## [TEXT PROVIDED]
◆ ◆ ◆ ◆ ◆ ◆ ◆
Mutants revealing trafficking delay along the secretory pathway
The next group of mutants exhibited a trafficking delay of NPC1 mutants due to the mutations M631R in TMD3, G1162A and C1168Y in TMD11 as well as D874V in the luminal cysteine-rich loop. In these cases, NPC1 was capable of exiting the ER to the Golgi as demonstrated by the appearance of endo H-resistant protein forms of the NPC1 mutant proteins, which are compatible with the processing of NPC1 in the Golgi and the acquisition of complex type of N-linked glycans (Fig. 3a). The immunofluorescence images support the biochemical analyses. In fact, a partial co-localization of NPC1 mutants with GM130 as well as in the lysosomes with Lamp2 was clearly detectable in all the cases analyzed. The mutants co-localized also with the ER marker calnexin supporting the view that the trafficking out of the ER does not occur at a rate similar to the wild type NPC1 species (Fig. 3b and electronic Supplementary Material 2).
Mutants with wild type-like trafficking pattern
The NPC1 mutants in this group, which resulted from the mutations L1213F in TMD12, P1007A and D948Y that located both in cysteine-rich loop, displayed protein biosynthetic forms similar to those of the wild type protein. As shown in Fig. 4a the biosynthetic forms of these mutants comprise mainly a complex glycosylated mature form NPC1c and a low level of the mannose-rich form NPC1h. The intracellular localization of these mutants is similar to the wild type NPC1 and shows a strong co-localization with the lysosomal marker Lamp2. The co-localization with ER and Golgi protein markers that was detected in the partially trafficked mutants was not observed in this group of mutants (Fig. 4b and electronic Supplementary Material 3).
Altogether, our results provide a novel perspective of NP-C pathogenesis relevant to various phenotypes elicited by the different mutations in the gene encoding NPC1.
Biosynthesis and turnover of wild type NPC1 and NPC1-mutants
The categorization of the NPC1 mutants into three classes that vary in their trafficking behavior and cellular localization raises questions relevant to the life cycle and turnover of these mutants and shedding thus light on another essential mechanistic element in the pathogenesis of NPC1-relevant NP-C. For this, the turnover rates of the mutants were compared with those of the wild type protein in pulse-chase experiments. The results of these studies revealed substantial variations, not only between the mutants and the wild type, but also between different mutants. These variations are directly associated with the localization of the NPC1 protein in the ER, Golgi or lysosomes. Thus, the NPC1 mutant due to the mutation L1244P disappears steadily throughout the chase time points and was no more detectable after 8 h of chase. By contrast, wild type NPC1 was still persistent, predominantly in its complex glycosylated form at the same time point. The wild type-like trafficked mutants revealed similar turnover rates. In fact, the mutant NPC1-L1213F was still present at 12 h as the wild type. Finally, the partially trafficked NPC1-D874V mutant was degraded at a lower rate than the ER-blocked NPC1-L1244P, but at a higher rate than the wild type (Fig. 5).
◆ ◆ ◆ ◆ ◆ ◆ ◆
## [EXTRACTED RECORDS]
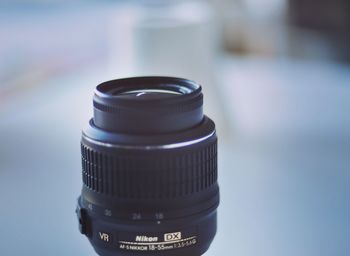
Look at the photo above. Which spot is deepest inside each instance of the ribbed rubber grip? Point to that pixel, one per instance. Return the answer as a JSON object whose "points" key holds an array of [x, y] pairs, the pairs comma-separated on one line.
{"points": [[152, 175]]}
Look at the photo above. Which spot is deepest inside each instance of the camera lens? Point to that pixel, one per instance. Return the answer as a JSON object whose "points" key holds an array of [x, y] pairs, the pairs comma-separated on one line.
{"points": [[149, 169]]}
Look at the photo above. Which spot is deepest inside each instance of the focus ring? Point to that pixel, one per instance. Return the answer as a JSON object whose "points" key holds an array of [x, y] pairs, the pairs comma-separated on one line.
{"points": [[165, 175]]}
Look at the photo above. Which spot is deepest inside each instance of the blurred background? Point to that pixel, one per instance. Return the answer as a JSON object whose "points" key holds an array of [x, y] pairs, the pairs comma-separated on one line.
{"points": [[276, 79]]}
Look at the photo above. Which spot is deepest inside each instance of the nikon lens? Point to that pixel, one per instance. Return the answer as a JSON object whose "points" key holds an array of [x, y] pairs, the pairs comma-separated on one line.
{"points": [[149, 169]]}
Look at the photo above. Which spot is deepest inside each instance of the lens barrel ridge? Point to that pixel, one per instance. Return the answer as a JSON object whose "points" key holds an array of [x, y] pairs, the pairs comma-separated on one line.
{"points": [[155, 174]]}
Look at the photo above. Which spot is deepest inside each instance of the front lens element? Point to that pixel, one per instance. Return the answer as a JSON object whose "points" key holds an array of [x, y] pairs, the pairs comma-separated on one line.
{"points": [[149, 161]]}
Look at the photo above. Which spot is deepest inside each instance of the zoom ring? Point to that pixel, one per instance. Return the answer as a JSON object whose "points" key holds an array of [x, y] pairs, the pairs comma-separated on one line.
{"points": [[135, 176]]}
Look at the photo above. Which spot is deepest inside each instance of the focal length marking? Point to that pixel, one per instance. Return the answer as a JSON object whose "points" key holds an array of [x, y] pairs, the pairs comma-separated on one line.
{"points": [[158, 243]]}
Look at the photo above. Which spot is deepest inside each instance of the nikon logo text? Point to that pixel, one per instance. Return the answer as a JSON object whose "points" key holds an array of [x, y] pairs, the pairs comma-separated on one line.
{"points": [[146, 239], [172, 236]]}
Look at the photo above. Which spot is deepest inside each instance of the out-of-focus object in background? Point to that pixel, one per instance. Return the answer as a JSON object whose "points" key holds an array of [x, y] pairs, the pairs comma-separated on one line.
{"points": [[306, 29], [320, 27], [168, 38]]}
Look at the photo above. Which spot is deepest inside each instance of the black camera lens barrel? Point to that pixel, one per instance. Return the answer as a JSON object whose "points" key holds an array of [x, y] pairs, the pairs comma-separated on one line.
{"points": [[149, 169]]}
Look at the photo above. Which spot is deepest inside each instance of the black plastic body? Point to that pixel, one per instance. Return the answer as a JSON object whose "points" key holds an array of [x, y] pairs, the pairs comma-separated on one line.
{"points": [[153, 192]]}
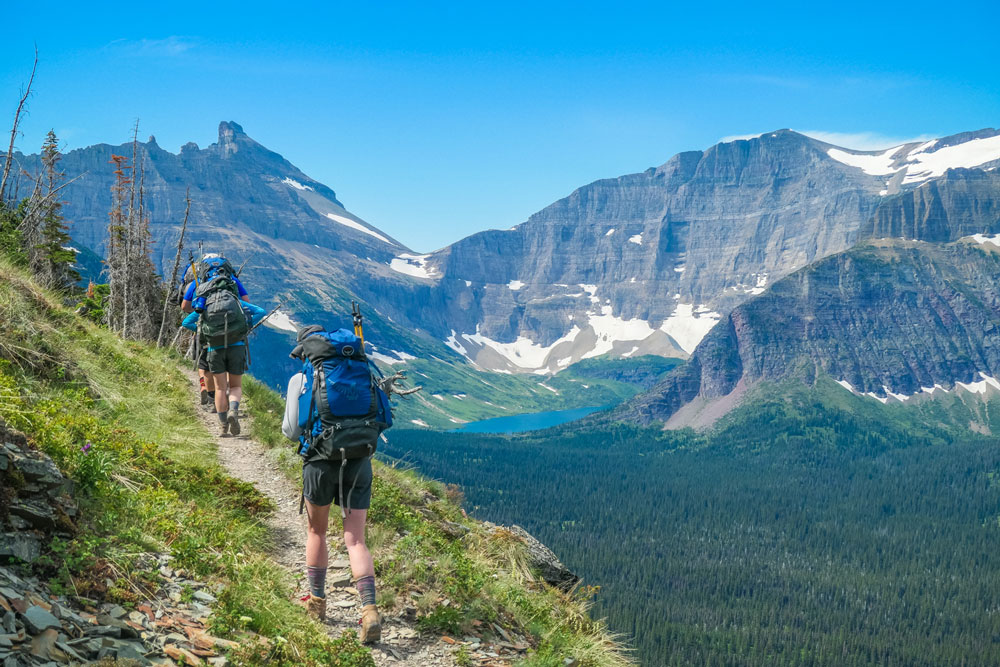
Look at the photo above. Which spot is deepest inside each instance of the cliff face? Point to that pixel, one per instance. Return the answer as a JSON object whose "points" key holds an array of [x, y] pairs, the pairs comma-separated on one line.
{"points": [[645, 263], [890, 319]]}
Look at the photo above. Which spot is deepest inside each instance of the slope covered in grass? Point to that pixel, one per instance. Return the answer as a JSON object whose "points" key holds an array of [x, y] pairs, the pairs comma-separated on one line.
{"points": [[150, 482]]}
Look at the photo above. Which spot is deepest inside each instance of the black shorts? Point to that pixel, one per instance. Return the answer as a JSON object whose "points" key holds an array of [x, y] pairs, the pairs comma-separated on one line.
◆ ◆ ◆ ◆ ◆ ◆ ◆
## [WHAT TO WORK ON]
A: Answer these about the text on NPC1 mutants:
(i) Which ER marker did the partially trafficked mutants also co-localize with?
(ii) Which three mutations gave the mutants with a wild type-like trafficking pattern?
(iii) After how many hours of chase was the L1244P mutant no longer detectable?
B: Please retype the part of the NPC1 mutant text starting with "Mutants with wild" and going on through "Supplementary Material 3).".

## [RESPONSES BY TASK]
A:
(i) Calnexin
(ii) L1213F, P1007A and D948Y
(iii) 8 hours

B:
Mutants with wild type-like trafficking pattern
The NPC1 mutants in this group, which resulted from the mutations L1213F in TMD12, P1007A and D948Y that located both in cysteine-rich loop, displayed protein biosynthetic forms similar to those of the wild type protein. As shown in Fig. 4a the biosynthetic forms of these mutants comprise mainly a complex glycosylated mature form NPC1c and a low level of the mannose-rich form NPC1h. The intracellular localization of these mutants is similar to the wild type NPC1 and shows a strong co-localization with the lysosomal marker Lamp2. The co-localization with ER and Golgi protein markers that was detected in the partially trafficked mutants was not observed in this group of mutants (Fig. 4b and electronic Supplementary Material 3).